Prompt
Identify and pull out each line of the entries in which "before" occurs.

Input records
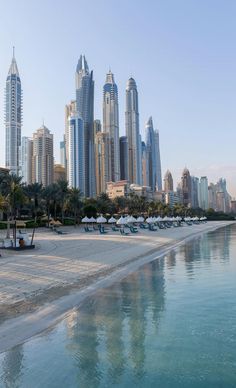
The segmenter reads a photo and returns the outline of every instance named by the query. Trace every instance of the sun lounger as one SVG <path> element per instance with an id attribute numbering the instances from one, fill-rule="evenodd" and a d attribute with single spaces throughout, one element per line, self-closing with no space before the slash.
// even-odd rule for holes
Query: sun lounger
<path id="1" fill-rule="evenodd" d="M 120 229 L 120 234 L 122 236 L 128 236 L 129 235 L 129 232 L 126 232 L 124 229 Z"/>

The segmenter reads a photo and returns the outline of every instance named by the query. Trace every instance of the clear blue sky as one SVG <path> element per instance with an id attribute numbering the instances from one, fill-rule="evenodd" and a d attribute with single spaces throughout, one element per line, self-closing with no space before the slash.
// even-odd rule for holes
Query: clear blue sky
<path id="1" fill-rule="evenodd" d="M 236 1 L 0 0 L 0 165 L 4 165 L 4 88 L 12 46 L 21 75 L 22 135 L 45 125 L 64 132 L 78 57 L 95 79 L 95 118 L 109 67 L 119 89 L 124 134 L 125 85 L 139 91 L 140 127 L 160 130 L 163 175 L 175 184 L 185 166 L 210 181 L 227 178 L 236 196 Z"/>

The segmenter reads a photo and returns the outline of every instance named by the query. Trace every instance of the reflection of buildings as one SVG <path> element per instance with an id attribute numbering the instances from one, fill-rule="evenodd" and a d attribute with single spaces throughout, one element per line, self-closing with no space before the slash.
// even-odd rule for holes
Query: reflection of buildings
<path id="1" fill-rule="evenodd" d="M 19 387 L 23 370 L 23 345 L 18 345 L 8 350 L 4 356 L 0 380 L 4 382 L 4 387 Z"/>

Exercise response
The segmenter reads a photo and returns the outline of every instance named by the query. Trace every instance of the sun lounger as one SVG <path> element per instance with an id attribute numbering the instances from one, fill-rule="evenodd" and a d attribute with single spaces throughout, one element per line, self-closing with no space before the slash.
The segmenter reads a photo and returns the outline of every instance named by the query. Trace every instance of the clear blue sky as one SVG <path> element per instance with an id attribute numbering the instances from one, fill-rule="evenodd" and a d attribute with single spaces throughout, one element per line, self-closing with no space before the slash.
The segmenter reads a photo and returns the outline of every instance named by the query. Trace every instance of the reflection of buildings as one SVG <path> element per instance with an id attribute numbering the instances from one, fill-rule="evenodd" and a d attribute with single spaces throughout, one element per line, self-closing with no space before the slash.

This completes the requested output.